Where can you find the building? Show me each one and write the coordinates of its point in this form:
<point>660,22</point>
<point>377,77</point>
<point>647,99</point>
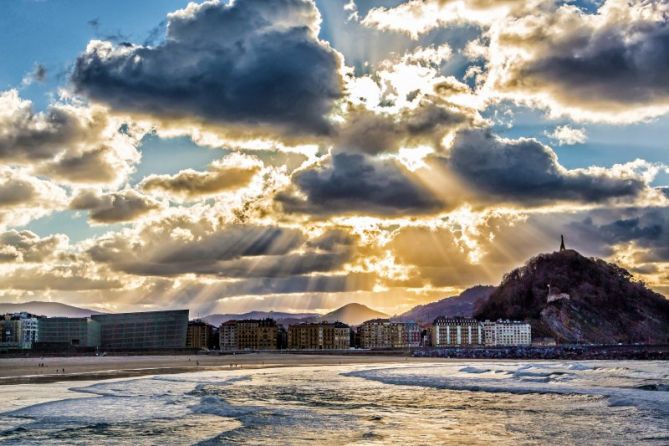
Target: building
<point>227,335</point>
<point>18,330</point>
<point>146,330</point>
<point>319,336</point>
<point>29,331</point>
<point>199,335</point>
<point>10,334</point>
<point>507,333</point>
<point>70,331</point>
<point>405,335</point>
<point>457,332</point>
<point>375,333</point>
<point>250,334</point>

________________

Stated task »
Give every line of the items again with "building" swapped for "structure" and nothing else changed, leaving out the pictures.

Solution »
Where can you find the structure? Show me each one and write the coordinates of its point in this form:
<point>660,22</point>
<point>377,77</point>
<point>647,99</point>
Target: structure
<point>227,335</point>
<point>18,330</point>
<point>146,330</point>
<point>319,336</point>
<point>29,331</point>
<point>199,335</point>
<point>10,334</point>
<point>507,333</point>
<point>70,331</point>
<point>405,335</point>
<point>457,332</point>
<point>375,333</point>
<point>250,334</point>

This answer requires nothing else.